Activation of CLN transcription when cells reach the critical cell size in late G₁ requires the Cln3p-Cdc28p kinase (2-4). We therefore analysed the phenotype of ctr9 cln3 double mutants. We found ctr9 cln3 double mutants to be inviable, confirming the results reported by Di Como et al. (23). When CTR9 was deleted in a strain whose sole copy of CLN3 is expressed under the control of the regulatable GAL promoter, cells were viable on galactose medium but inviable on glucose medium (not shown). Overexpression of CLN3 from the GAL promoter ameliorated the morphological defect of ctr9 mutants, but did not rescue their temperature-sensitive phenotype. On glucose medium ctr9 GAL-CLN3 strains accumulated large cells, but did not exhibit a homogenous cell cycle arrest. We conclude that Ctr9p has an important role in gene expression in late G₁. Regulation of SBF- and MBF-regulated genes cannot be the sole function of Ctr9p, since ctr9 mutants have pleiotropic phenotypes not simply explicable by a reduction in late G₁-specific RNAs. Furthermore, the growth defect of ctr9 mutants is not substantially ameliorated by ectopic expression of CLN2.

Record extracts —
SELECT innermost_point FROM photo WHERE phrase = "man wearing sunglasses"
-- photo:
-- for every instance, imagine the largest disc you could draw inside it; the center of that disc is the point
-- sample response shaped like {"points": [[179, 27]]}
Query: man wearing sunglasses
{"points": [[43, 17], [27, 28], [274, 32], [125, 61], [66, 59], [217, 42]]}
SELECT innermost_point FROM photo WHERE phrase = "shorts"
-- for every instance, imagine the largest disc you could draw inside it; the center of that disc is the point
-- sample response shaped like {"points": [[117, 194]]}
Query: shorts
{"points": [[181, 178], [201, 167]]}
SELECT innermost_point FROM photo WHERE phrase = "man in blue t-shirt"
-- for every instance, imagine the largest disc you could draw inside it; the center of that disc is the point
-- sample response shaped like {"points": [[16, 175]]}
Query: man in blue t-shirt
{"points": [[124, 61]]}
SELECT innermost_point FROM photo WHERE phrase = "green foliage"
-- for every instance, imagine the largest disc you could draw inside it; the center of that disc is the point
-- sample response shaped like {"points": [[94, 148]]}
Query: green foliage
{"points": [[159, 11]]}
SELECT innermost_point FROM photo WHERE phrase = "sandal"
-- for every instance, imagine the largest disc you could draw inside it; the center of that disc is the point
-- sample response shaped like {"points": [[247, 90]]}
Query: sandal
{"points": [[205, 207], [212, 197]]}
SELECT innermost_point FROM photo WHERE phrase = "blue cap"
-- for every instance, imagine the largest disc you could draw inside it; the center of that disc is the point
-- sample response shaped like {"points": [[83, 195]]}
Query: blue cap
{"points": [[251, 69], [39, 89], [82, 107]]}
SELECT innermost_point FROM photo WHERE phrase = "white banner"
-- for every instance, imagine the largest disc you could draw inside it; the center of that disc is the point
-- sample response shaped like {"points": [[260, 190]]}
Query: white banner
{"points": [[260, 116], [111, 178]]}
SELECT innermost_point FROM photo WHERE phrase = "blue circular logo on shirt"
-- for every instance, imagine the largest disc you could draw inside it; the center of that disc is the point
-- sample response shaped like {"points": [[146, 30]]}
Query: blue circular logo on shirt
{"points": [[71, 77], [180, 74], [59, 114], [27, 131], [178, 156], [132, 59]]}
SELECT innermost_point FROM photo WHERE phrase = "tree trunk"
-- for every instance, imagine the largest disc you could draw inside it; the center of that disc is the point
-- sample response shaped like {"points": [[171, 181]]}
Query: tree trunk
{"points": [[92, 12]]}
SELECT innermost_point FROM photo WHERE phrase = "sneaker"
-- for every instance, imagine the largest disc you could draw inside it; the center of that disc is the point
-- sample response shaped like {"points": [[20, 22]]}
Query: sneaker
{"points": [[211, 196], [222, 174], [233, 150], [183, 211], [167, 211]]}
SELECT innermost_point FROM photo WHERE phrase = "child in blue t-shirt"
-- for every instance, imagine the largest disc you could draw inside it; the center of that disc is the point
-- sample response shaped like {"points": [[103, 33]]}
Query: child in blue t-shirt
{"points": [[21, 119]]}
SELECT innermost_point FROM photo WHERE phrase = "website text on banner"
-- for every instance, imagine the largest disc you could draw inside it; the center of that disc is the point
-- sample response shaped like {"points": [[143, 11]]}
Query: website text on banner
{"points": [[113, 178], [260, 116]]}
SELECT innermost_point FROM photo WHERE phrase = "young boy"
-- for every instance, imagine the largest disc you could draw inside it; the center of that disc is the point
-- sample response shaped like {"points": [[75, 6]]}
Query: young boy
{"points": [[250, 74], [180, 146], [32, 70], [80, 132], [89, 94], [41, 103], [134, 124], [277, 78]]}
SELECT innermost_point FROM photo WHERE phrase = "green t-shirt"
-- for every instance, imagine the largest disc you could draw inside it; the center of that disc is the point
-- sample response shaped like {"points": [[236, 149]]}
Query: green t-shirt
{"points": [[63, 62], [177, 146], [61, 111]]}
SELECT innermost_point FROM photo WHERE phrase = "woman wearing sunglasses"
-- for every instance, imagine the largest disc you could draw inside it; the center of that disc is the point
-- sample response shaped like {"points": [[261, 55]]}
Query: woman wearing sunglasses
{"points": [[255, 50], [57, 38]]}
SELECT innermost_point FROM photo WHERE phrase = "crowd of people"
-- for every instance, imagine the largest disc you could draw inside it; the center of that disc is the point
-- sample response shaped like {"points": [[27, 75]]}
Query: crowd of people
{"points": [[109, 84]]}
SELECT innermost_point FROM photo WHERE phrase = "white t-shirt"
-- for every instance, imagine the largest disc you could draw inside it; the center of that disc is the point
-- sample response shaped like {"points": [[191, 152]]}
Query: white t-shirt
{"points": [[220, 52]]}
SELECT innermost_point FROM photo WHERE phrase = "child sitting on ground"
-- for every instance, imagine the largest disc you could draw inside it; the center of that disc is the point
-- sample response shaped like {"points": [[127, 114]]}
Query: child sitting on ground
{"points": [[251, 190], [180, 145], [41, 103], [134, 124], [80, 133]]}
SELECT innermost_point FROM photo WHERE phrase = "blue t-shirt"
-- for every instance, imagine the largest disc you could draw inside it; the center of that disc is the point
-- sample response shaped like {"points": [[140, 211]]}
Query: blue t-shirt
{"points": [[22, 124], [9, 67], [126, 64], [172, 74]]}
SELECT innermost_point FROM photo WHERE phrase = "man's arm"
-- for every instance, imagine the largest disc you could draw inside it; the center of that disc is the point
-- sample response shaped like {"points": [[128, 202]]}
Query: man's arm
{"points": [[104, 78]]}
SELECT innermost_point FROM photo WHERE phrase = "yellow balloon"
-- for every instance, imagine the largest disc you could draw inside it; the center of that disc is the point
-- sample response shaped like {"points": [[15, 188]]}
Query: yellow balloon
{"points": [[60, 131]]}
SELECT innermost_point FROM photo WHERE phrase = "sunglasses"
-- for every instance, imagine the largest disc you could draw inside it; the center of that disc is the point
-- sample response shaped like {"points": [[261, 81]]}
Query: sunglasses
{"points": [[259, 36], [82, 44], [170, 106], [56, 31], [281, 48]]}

Exercises —
1: Which protein names ending in a lowercase "p" appear in the passage on ctr9 mutants? List each one once.
2: What comes next in the passage on ctr9 mutants? Write a continuation that begins after its final sentence.

Answers given —
1: Cln3p, Cdc28p, Ctr9p

2:
Ctr9p is a nuclear protein

Does Ctr9p have a direct role in transcriptional regulation or is the effect on CLN2 transcription an indirect consequence of other physiological defects? To investigate the function of Ctr9p, we analysed the intracellular localisation of an epitope-tagged version of Ctr9p by indirect immunofluorescence (Fig. 2). The endogenous CTR9 gene was modified to express a protein with six copies of the myc epitope fused to the C-terminus of Ctr9p. The resulting strain showed no growth defect, indicating that the Ctr9-myc6p fusion protein is functional. Staining formaldehyde-fixed cells with the anti-myc monoclonal antibody 9E10 showed clear nuclear fluorescence in most cells. No obvious cell cycle-dependent localisation was detected. We conclude that Ctr9-myc6p is a nuclear protein, consistent with a direct role in transcription.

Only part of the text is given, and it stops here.